=== Goal ===
Copy out the records word for word, beginning at the line that contains "Reviewer note: check that each instance of the music" and stopping after the line that contains "[[7, 88], [111, 79], [38, 109], [206, 115]]".

------ Data excerpts

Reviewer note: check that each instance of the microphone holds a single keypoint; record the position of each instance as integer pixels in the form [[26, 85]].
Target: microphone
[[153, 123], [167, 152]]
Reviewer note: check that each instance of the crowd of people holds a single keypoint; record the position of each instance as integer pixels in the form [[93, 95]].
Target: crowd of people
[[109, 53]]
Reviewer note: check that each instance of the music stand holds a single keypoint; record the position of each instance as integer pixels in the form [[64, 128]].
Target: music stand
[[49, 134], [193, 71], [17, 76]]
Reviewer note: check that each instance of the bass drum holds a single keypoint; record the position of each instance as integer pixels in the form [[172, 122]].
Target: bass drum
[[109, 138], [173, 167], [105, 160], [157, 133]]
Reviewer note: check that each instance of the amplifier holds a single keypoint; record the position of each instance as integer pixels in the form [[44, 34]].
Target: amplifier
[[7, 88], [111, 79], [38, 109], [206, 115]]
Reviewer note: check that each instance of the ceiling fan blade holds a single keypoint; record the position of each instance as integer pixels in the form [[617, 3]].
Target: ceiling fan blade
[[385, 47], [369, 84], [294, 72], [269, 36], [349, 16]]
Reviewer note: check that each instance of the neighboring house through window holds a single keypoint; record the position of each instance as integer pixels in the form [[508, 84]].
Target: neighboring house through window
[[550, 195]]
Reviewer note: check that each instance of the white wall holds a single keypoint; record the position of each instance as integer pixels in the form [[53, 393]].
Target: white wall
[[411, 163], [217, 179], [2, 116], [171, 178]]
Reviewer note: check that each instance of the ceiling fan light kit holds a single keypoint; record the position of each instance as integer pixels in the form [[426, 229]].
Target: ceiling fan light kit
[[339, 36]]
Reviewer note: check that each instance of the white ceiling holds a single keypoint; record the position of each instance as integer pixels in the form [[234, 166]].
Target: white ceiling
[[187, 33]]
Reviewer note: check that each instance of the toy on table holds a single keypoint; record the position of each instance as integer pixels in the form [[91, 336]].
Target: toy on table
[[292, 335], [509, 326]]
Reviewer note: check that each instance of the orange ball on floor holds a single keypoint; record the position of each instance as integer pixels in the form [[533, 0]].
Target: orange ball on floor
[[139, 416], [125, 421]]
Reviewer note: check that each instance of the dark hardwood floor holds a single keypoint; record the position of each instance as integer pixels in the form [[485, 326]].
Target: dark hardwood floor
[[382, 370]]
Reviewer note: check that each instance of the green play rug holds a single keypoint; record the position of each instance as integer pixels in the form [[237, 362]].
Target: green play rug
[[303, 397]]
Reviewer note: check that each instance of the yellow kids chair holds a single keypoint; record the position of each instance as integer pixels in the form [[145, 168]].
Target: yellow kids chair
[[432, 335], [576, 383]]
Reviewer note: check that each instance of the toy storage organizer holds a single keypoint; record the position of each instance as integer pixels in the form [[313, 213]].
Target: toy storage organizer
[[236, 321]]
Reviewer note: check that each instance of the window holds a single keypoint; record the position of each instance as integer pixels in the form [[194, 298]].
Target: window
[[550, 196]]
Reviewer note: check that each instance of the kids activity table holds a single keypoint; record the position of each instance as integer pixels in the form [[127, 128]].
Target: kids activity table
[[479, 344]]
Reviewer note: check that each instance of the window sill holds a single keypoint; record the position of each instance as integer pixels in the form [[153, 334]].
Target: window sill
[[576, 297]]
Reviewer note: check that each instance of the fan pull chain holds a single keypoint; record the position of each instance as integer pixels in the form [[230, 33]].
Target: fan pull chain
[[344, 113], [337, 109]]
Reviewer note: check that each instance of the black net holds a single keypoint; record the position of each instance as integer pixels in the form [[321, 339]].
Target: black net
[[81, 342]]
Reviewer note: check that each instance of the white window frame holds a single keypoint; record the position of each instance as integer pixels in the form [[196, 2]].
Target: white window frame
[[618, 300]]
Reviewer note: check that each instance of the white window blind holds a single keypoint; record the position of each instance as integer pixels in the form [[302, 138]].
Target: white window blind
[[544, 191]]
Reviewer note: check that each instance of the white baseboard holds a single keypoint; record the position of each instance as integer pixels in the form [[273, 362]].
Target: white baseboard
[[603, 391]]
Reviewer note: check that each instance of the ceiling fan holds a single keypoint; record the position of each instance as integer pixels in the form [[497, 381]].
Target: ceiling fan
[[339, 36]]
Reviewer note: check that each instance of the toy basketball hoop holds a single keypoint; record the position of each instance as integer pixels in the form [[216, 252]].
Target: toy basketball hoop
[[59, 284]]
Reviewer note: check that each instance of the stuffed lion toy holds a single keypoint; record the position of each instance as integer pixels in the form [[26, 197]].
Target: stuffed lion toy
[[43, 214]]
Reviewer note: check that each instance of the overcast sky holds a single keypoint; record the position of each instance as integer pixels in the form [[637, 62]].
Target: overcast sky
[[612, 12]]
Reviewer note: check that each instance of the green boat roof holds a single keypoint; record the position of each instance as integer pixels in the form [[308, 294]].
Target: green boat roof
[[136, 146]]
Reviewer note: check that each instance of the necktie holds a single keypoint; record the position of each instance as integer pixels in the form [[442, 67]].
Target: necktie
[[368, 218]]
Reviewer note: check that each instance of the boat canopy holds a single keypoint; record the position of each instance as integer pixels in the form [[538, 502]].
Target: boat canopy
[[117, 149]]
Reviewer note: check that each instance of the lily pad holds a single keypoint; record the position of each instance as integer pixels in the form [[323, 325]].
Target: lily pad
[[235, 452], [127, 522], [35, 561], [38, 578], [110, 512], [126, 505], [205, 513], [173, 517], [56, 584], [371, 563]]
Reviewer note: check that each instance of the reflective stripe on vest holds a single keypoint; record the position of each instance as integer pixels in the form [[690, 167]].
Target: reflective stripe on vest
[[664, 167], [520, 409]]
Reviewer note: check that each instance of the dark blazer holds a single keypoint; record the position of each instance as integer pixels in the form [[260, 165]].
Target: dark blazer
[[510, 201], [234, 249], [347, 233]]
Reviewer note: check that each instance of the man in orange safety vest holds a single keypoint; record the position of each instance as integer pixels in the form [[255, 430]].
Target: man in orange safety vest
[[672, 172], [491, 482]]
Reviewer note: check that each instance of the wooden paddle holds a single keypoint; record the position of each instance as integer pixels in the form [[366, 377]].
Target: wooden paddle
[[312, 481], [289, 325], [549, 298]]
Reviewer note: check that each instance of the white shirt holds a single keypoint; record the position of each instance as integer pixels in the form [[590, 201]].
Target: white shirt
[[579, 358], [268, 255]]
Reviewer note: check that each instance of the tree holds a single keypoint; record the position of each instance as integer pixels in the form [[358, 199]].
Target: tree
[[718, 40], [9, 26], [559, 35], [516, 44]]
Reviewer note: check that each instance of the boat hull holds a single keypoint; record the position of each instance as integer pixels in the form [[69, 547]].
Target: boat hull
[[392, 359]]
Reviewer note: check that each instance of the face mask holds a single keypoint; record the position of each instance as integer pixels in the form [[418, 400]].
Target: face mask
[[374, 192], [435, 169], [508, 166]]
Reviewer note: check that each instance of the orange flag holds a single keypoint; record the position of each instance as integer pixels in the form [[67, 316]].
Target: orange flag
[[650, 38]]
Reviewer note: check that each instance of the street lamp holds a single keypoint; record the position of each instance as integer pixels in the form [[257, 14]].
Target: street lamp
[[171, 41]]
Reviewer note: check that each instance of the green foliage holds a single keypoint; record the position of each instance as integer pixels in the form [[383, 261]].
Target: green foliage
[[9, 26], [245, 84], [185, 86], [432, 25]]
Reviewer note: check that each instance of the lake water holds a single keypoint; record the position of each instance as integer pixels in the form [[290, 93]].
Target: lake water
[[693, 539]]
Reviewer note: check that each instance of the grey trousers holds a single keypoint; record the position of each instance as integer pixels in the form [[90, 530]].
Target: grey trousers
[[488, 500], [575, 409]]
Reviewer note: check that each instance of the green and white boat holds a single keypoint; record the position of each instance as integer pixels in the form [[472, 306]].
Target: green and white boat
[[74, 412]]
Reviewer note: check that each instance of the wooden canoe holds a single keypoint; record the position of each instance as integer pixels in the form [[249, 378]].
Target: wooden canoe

------------

=== Result of the exercise ===
Reviewer note: check that each instance of the music stand holds a single keypoint; record the position of each instance as integer pixels in the form [[64, 128]].
Target: music stand
[[49, 134], [193, 71], [17, 76]]
Reviewer note: check that each instance of the bass drum holds a single keypoint; record the position of each instance as integer pixels in the form [[172, 122]].
Target: bass drum
[[109, 138], [173, 167], [105, 160], [157, 133]]
Reviewer note: check that each instance of the amplifier holds a single keypoint; record the position of each instance as integer pixels in the form [[44, 34]].
Target: amplifier
[[7, 88], [111, 79], [38, 109], [206, 115]]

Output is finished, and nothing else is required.